***** MATERIALS PROVIDED

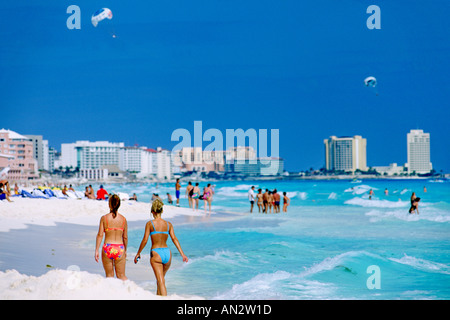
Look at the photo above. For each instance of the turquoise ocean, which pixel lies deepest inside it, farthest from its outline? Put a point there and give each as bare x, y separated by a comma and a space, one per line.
333, 243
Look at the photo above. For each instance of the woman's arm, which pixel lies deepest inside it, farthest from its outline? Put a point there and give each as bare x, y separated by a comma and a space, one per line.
125, 235
143, 242
177, 243
99, 239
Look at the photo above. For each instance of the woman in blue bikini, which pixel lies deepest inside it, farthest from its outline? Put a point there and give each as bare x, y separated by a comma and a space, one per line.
160, 255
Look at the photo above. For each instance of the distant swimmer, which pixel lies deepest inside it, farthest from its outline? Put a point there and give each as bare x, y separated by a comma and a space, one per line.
177, 191
414, 205
260, 201
251, 197
413, 196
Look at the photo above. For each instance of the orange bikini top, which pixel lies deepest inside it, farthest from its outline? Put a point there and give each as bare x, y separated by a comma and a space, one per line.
109, 229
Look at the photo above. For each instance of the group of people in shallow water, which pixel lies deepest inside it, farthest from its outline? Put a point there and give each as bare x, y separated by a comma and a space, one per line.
114, 228
267, 201
194, 195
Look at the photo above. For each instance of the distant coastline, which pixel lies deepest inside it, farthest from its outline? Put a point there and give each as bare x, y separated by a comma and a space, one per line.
58, 181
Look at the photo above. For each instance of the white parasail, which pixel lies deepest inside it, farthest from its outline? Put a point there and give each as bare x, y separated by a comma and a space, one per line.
100, 15
370, 82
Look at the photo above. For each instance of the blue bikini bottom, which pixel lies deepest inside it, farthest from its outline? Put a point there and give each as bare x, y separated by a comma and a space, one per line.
164, 253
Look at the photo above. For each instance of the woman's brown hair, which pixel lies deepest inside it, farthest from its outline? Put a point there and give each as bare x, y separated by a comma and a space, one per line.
114, 204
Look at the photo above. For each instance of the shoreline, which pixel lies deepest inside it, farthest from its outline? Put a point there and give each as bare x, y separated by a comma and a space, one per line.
77, 182
41, 245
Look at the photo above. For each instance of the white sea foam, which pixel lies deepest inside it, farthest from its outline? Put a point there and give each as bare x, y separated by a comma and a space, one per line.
377, 203
360, 189
71, 285
422, 264
279, 283
428, 214
332, 196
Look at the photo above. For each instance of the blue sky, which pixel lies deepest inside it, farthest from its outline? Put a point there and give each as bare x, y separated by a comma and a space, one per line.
293, 65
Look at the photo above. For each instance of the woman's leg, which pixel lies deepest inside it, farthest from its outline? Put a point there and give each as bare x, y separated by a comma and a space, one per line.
160, 271
108, 265
120, 267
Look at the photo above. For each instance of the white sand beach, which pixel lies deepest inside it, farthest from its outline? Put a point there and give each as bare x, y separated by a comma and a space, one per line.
44, 254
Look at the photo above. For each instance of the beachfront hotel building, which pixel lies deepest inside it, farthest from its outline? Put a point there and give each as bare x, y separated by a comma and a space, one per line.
16, 153
90, 155
196, 159
418, 150
146, 162
345, 153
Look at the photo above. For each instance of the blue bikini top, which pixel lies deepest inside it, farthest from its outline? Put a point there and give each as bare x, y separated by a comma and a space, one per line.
164, 232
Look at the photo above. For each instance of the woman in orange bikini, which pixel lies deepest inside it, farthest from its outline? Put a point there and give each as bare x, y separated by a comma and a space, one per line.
115, 228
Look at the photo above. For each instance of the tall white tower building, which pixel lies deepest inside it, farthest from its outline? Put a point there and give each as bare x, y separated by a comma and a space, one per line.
345, 153
418, 147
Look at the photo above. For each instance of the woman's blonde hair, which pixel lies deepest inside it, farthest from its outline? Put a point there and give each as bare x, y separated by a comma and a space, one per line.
157, 206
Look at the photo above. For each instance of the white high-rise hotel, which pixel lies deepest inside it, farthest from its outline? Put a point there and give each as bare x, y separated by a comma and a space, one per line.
345, 153
418, 147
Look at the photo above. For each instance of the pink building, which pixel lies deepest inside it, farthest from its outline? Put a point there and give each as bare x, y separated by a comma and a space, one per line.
17, 153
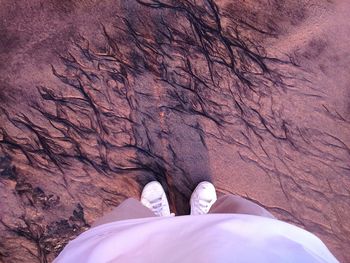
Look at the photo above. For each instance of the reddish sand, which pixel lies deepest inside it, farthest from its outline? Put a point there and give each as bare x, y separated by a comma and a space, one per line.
87, 118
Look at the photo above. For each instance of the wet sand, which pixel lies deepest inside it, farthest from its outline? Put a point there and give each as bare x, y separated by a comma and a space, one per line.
98, 98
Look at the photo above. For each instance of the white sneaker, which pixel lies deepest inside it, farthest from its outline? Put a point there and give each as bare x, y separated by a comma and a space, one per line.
202, 198
153, 196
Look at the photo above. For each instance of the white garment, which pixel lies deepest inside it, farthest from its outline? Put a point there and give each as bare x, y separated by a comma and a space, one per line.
205, 238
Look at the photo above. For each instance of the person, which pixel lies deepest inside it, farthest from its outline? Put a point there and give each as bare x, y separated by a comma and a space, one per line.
225, 229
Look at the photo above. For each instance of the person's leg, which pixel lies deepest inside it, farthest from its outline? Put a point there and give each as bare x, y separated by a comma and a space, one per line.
129, 209
238, 205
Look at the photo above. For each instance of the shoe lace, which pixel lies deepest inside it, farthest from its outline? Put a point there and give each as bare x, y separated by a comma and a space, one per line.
157, 206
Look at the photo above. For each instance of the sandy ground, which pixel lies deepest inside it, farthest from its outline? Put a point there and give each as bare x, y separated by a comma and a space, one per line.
97, 98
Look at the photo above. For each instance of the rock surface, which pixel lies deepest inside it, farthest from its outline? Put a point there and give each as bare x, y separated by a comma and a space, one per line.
99, 97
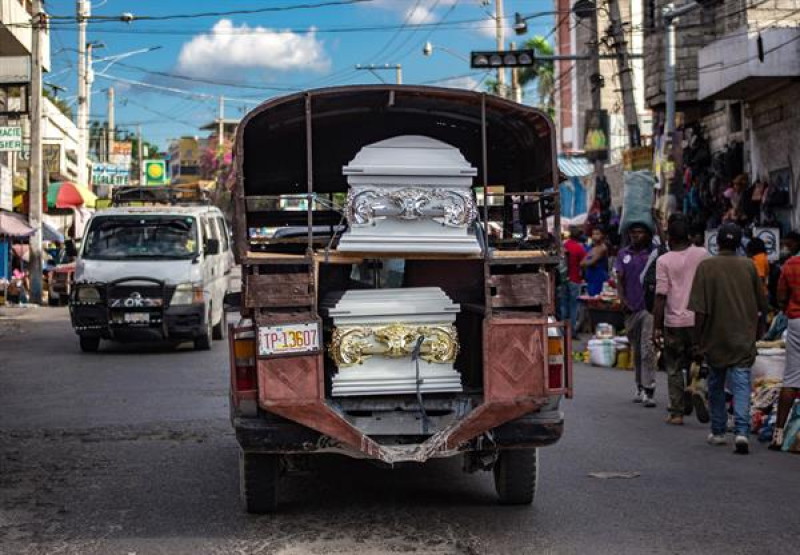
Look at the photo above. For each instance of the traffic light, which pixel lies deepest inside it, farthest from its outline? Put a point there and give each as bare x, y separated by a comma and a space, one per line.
508, 58
155, 172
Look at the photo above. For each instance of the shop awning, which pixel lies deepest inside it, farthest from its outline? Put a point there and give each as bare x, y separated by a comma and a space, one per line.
66, 194
14, 225
574, 166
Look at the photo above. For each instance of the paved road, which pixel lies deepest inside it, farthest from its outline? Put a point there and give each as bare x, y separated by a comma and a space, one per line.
129, 451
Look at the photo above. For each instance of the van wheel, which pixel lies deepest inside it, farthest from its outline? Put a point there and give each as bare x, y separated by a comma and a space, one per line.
220, 330
89, 344
515, 476
203, 342
258, 481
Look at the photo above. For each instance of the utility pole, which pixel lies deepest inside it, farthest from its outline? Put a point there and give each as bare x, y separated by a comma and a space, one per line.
595, 77
111, 125
84, 10
221, 127
499, 17
139, 154
36, 170
626, 75
516, 90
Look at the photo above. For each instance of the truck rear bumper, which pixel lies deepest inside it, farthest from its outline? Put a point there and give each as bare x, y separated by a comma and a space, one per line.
173, 323
273, 434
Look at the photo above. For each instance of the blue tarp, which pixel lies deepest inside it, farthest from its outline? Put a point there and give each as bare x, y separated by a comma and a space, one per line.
573, 198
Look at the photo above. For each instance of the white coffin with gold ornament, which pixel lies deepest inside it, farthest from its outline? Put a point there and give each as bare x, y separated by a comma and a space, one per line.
375, 333
410, 194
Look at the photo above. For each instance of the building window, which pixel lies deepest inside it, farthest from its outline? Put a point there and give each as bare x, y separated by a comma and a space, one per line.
735, 117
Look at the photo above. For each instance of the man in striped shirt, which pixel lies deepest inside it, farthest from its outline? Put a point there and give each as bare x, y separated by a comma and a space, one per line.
789, 301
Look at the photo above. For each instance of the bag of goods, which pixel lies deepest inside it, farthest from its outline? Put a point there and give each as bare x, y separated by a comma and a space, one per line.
637, 199
791, 431
768, 367
602, 352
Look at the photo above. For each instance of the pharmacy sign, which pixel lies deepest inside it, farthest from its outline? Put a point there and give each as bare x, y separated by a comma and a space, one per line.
10, 139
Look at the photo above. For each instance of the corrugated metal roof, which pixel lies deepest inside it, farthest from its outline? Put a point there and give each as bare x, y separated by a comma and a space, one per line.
574, 166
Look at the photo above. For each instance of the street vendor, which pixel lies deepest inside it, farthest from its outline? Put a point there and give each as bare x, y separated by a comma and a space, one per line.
630, 265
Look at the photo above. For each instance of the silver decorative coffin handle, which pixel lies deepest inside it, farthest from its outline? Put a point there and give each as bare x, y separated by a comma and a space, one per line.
445, 206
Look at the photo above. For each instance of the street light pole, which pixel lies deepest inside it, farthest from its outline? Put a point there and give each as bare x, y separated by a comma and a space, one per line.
84, 10
35, 194
499, 17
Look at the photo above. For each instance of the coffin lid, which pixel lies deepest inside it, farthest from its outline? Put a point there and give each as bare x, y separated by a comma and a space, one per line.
410, 155
386, 303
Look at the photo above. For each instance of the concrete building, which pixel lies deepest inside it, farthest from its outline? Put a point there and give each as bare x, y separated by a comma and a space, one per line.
15, 69
572, 78
737, 65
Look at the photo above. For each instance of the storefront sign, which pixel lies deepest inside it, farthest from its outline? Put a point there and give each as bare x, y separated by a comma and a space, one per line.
121, 153
640, 158
10, 139
155, 172
51, 157
595, 139
110, 174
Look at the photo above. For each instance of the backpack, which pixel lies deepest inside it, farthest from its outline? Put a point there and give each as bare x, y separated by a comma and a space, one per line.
649, 278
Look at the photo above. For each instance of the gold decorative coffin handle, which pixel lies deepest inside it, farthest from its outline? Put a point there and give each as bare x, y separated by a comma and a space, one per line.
353, 345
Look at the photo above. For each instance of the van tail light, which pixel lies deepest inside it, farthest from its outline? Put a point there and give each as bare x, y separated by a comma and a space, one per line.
244, 378
559, 359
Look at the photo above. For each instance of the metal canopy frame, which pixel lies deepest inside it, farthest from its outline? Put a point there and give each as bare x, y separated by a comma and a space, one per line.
528, 130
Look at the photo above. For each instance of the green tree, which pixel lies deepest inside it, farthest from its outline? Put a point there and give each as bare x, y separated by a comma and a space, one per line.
542, 74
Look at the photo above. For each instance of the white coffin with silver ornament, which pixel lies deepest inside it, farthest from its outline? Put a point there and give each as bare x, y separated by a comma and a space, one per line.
375, 333
410, 194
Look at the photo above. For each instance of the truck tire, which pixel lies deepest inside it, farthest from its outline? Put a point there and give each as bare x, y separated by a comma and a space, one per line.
258, 481
220, 330
203, 342
89, 344
515, 476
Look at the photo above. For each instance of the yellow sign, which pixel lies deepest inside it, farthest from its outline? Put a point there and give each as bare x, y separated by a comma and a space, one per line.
155, 172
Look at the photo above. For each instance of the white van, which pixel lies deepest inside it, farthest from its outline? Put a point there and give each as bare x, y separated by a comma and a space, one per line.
152, 272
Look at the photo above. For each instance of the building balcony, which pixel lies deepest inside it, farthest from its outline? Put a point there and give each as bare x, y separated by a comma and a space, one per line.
15, 31
730, 69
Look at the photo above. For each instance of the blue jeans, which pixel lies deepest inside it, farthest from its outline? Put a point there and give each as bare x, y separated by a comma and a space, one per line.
739, 383
569, 303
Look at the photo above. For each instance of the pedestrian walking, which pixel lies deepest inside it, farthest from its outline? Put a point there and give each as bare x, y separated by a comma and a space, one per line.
673, 322
595, 264
574, 252
789, 300
729, 305
630, 267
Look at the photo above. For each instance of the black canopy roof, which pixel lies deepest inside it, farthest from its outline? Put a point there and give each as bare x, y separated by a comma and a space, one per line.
271, 140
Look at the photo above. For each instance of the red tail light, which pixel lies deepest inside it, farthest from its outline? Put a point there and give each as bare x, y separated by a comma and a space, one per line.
243, 355
559, 360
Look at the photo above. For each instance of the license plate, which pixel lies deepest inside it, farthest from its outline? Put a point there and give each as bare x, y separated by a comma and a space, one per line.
288, 338
136, 318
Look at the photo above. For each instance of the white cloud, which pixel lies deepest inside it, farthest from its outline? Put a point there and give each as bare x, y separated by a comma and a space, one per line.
468, 83
419, 14
229, 48
488, 29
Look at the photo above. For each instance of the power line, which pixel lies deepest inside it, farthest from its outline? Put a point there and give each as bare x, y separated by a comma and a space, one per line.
117, 18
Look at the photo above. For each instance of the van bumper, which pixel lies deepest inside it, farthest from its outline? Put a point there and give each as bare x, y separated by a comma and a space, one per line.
173, 323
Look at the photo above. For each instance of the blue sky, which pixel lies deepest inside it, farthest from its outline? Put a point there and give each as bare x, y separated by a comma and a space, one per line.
249, 58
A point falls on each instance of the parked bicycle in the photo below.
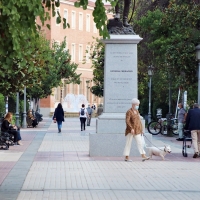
(160, 126)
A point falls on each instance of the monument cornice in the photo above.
(122, 39)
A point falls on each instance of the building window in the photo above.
(66, 15)
(80, 52)
(87, 56)
(73, 19)
(57, 42)
(57, 10)
(88, 23)
(66, 48)
(81, 21)
(94, 28)
(80, 88)
(73, 50)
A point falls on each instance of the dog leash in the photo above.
(152, 144)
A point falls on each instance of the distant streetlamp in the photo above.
(87, 85)
(17, 109)
(169, 115)
(24, 113)
(150, 73)
(198, 59)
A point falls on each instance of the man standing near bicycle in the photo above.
(181, 121)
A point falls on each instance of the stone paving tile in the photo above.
(107, 195)
(61, 168)
(10, 155)
(113, 175)
(5, 168)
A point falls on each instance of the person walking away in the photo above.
(89, 111)
(83, 114)
(34, 120)
(193, 124)
(134, 130)
(59, 116)
(100, 110)
(6, 126)
(181, 121)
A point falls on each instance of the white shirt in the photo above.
(85, 115)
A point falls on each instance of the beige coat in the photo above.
(133, 121)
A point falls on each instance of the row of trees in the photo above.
(170, 30)
(27, 59)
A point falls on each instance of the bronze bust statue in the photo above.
(127, 4)
(115, 26)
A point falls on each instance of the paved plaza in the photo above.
(57, 166)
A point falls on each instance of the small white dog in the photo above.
(159, 151)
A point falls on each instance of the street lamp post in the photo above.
(198, 59)
(169, 130)
(17, 109)
(24, 113)
(150, 73)
(87, 85)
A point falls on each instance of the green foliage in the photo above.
(2, 105)
(97, 57)
(19, 39)
(57, 67)
(99, 14)
(169, 35)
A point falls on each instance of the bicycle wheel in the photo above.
(154, 128)
(175, 129)
(164, 130)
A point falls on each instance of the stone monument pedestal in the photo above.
(120, 86)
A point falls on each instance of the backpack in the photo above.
(83, 111)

**********

**EXERCISE PROMPT**. The answer should be an exact copy of the lines from the one containing "A point falls on each instance of the green" through the last line of the entries, both included.

**EXERCISE OUTPUT**.
A point falls on each instance of the green foliage in the photo above.
(2, 105)
(97, 57)
(19, 39)
(57, 67)
(99, 14)
(169, 35)
A point falls on each instance of the bicycle wheel in the photo above.
(154, 128)
(175, 129)
(164, 130)
A point falls on each instance of the stone monument pedestal in the photo above.
(120, 86)
A point falls on each instance of the backpack in the photo above.
(83, 111)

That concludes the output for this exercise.